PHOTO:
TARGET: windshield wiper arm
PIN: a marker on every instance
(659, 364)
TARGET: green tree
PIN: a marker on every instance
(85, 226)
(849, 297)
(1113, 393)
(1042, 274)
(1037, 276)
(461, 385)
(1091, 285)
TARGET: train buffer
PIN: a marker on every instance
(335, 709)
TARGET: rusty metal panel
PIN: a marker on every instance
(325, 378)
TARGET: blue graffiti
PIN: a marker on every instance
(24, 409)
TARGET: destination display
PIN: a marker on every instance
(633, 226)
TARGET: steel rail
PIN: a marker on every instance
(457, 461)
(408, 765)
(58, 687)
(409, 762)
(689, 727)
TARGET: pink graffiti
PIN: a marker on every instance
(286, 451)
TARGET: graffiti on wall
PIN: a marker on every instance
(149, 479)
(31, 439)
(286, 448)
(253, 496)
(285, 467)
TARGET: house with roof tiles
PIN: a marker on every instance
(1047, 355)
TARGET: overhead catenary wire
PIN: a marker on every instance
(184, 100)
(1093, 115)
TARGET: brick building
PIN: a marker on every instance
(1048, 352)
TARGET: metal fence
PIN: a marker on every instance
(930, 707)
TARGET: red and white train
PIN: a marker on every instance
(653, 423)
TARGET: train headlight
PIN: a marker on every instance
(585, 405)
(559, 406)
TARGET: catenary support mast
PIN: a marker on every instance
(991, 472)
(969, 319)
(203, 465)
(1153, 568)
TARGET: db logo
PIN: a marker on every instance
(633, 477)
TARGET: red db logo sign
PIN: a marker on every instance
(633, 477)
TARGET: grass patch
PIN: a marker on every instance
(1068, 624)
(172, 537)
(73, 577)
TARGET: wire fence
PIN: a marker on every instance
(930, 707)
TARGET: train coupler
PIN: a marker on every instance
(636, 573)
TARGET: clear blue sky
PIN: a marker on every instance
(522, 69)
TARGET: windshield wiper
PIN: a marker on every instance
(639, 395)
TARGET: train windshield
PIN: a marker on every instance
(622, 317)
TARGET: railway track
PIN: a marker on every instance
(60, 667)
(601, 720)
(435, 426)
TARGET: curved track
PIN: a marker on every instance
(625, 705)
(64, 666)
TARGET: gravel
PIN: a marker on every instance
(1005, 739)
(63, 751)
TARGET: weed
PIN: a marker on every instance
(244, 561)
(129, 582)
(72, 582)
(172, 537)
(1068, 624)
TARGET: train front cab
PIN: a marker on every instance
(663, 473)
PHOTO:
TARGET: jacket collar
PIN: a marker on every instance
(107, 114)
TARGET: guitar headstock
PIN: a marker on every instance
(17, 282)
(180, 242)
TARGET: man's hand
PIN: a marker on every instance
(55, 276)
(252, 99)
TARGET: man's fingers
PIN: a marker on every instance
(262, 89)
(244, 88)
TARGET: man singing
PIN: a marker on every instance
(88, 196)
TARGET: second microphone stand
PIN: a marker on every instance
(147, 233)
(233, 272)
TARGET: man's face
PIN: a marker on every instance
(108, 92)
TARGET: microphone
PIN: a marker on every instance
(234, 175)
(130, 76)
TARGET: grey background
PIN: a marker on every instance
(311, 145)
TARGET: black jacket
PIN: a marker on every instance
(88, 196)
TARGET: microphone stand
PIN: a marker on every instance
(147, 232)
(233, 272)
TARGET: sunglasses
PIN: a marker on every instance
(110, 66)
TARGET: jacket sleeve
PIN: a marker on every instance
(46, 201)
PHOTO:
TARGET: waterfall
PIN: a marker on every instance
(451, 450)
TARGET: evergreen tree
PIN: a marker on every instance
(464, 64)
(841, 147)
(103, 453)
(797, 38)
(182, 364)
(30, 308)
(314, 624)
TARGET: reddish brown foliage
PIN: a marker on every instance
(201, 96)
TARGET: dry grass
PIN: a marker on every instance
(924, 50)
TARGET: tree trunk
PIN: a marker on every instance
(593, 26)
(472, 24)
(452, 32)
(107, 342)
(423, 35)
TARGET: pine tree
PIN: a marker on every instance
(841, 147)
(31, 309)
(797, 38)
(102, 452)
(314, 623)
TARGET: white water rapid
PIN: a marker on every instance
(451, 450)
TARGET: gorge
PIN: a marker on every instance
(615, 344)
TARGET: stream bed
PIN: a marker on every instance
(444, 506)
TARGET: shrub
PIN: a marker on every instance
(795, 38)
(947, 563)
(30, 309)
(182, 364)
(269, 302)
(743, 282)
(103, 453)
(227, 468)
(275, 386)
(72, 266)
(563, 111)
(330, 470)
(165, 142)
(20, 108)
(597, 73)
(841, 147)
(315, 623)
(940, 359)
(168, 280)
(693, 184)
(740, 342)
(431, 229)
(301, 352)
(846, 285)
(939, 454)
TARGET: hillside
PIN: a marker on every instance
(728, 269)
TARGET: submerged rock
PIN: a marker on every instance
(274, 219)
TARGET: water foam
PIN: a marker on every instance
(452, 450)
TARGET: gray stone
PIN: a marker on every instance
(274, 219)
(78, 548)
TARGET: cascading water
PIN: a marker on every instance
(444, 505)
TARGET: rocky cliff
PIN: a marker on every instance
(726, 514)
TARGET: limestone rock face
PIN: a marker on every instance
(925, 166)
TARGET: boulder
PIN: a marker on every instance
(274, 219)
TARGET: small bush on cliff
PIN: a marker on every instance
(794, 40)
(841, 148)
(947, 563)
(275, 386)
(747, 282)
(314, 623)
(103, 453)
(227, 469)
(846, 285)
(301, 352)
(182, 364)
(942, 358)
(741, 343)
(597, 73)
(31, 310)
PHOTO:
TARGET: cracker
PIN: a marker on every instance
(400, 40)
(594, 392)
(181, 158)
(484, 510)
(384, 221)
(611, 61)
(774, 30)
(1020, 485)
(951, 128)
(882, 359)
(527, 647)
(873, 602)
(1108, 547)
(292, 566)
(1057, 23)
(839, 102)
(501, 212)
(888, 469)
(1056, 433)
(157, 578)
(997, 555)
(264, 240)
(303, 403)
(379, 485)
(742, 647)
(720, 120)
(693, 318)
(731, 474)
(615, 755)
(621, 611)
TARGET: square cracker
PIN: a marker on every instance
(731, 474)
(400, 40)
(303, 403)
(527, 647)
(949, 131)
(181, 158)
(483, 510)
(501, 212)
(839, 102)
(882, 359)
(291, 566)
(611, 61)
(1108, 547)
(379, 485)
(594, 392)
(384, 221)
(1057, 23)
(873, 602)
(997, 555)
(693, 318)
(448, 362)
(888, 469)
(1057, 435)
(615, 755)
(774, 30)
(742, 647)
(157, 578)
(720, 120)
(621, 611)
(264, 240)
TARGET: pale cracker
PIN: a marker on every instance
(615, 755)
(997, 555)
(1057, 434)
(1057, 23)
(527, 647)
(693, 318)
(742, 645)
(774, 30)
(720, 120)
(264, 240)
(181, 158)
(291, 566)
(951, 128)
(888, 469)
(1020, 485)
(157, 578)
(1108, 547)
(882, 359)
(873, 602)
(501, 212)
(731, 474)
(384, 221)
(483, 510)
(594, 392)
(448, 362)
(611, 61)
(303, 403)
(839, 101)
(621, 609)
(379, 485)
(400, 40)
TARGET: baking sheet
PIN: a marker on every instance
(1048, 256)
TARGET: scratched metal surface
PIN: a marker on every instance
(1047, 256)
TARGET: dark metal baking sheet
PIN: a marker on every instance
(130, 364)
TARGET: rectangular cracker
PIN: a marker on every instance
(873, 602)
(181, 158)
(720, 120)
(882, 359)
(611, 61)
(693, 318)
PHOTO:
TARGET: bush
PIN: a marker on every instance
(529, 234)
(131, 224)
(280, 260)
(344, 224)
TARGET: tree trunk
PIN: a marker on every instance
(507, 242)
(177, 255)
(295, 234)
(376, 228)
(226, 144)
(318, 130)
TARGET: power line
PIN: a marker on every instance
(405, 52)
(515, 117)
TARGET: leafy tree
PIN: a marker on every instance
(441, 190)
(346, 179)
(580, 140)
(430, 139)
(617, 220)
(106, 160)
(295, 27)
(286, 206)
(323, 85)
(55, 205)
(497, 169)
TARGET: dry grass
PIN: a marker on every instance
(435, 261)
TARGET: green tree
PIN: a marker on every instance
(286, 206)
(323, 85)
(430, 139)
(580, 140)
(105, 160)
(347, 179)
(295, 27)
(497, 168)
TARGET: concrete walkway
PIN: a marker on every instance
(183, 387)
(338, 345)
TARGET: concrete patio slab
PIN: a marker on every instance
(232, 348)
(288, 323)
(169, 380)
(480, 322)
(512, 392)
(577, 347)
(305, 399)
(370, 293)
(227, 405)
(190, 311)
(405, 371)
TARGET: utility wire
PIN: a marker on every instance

= = =

* [Task brief]: Starting with the line that contains "TARGET: power line", write out each line through the end of the listing, exactly as it appears, and include nothing else.

* [Finished exercise]:
TARGET: power line
PIN: a marker on every instance
(405, 52)
(515, 117)
TARGET: leafy tree
PIN: a marker on every instance
(441, 190)
(346, 179)
(580, 140)
(430, 139)
(617, 220)
(106, 160)
(295, 27)
(286, 206)
(323, 85)
(55, 205)
(497, 169)
TARGET: dry grass
PIN: a marker on every instance
(435, 261)
TARGET: green tree
PIN: a marker on every instance
(286, 206)
(323, 85)
(430, 139)
(580, 140)
(105, 160)
(347, 179)
(295, 27)
(497, 168)
TARGET: concrete walkway
PIN: a marker on every instance
(183, 387)
(338, 345)
TARGET: concrete patio slab
PIN: a marker on every instance
(232, 348)
(288, 323)
(169, 380)
(480, 322)
(512, 392)
(577, 347)
(305, 399)
(370, 293)
(227, 405)
(190, 311)
(405, 371)
TARGET: utility wire
PIN: a marker on every instance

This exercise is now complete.